**Exercise details:** Provide an exact repetition of every entry, with no word altered.

Referring expression data
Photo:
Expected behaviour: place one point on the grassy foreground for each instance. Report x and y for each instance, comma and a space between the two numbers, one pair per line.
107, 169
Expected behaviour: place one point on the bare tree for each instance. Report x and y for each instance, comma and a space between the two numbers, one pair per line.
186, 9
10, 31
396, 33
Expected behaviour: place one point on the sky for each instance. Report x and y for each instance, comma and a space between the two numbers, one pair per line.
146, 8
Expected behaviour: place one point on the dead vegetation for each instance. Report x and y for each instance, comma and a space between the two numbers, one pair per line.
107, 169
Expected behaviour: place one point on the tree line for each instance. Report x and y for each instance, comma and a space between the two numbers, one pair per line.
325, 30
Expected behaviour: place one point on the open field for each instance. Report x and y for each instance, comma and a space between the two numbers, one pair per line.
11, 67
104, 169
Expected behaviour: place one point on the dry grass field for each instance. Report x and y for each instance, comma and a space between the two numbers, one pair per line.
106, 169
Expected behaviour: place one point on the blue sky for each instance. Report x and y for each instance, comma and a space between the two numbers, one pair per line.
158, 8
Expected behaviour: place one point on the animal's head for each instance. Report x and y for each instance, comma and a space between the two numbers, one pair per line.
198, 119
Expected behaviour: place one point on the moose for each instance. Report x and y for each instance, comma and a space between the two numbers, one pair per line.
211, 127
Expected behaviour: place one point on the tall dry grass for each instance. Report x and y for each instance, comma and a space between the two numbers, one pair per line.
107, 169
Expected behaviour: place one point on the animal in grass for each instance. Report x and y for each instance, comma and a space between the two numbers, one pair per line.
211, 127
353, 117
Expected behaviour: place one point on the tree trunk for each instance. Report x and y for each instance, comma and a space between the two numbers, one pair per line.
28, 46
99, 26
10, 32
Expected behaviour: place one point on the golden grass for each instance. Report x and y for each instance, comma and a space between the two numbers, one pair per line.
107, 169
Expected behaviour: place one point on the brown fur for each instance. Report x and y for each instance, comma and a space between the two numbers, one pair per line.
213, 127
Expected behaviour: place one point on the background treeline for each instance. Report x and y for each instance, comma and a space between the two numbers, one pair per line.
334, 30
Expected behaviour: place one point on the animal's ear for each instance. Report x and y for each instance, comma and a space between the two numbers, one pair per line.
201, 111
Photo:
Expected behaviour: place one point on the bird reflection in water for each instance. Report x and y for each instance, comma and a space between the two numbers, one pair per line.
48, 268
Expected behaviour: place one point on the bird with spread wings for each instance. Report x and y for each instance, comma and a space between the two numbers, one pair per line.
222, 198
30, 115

**Result:**
Photo:
Expected behaviour: place one point on the grassy foreground for each instance. Report x and y for each instance, comma and a space between the two numbers, one pair per line.
107, 169
Expected behaviour: place one point on the bare tree for each instance. Report x and y for each instance, comma and a space between the two numbers, one pair per line.
186, 9
10, 31
396, 33
Expected behaviour: place one point on the sky for each instance. Report x and y for each instance, comma and a space between the two numbers, one pair per line.
146, 8
Expected behaviour: place one point on the dead vegetation for each instance. Report x and y for each instance, comma and a space between the two numbers, one pair per line.
107, 169
Expected behaviour: place one point on the tree line for each instance. Report x and y for each instance, comma and a space between the two numbers, one pair per line.
325, 30
Expected behaviour: place one point on the open field for each instance. Report x and y for each instance, comma and a space between the two numbers, one pair per line.
11, 67
104, 169
Expected behaviour: place one point on the dry grass field for each instance. Report x and y for each instance, comma and a space between the two numbers, one pair per line.
106, 169
Expected behaviour: place one point on the blue sky for each instance. Report x and y for each instance, comma and a space between the two numbers, one pair per line.
158, 8
Expected behaviour: place one point on the animal's head for each instance. Report x and y for each instance, comma and a space between the two numbers, one pair per line.
198, 119
Expected behaviour: place one point on the moose for each instance. Report x and y for each instance, comma and a space between the two numbers, one pair per line.
211, 127
Expected behaviour: place one point on the tall dry grass for each instance. Report x and y for each instance, comma and a space between the two numbers, one pair per line.
107, 169
Expected behaviour: place one point on the animal in grass for each instance. Report x and y for each instance, comma and a space between the two numbers, one pair per line.
211, 127
353, 117
Expected behaviour: place one point on the tree trunk for each instance. Report x and y for each instance, comma and a space between the two numbers, one pair per line.
28, 46
99, 26
10, 32
Expected behaviour: place one point on the golden grass for each instance. Report x and y for each instance, comma and a space between the two numbers, one pair per line.
107, 169
Expected behaviour: place one point on the brown fur for each instance. Report x and y for each instance, comma and a space between the two numbers, one pair per line.
213, 127
Expected behaviour: place one point on the background treeline for each instance. Report x and y for each instance, comma and a space between the two numbers, one pair per line.
334, 30
Expected behaviour: place one point on the animal's ear for each instance. Report x and y for each instance, comma and a space between the two numbers, one pair per line.
201, 111
Photo:
Expected behaviour: place one point on the bird reflection in water for each instance. Report x and y for each instance, comma and a space between the two numbers, one pair per line.
48, 268
Expected behaviour: place one point on the bird with spread wings for each instance. Report x and y for each instance, comma and a space between the two numbers, one pair per line.
222, 198
30, 115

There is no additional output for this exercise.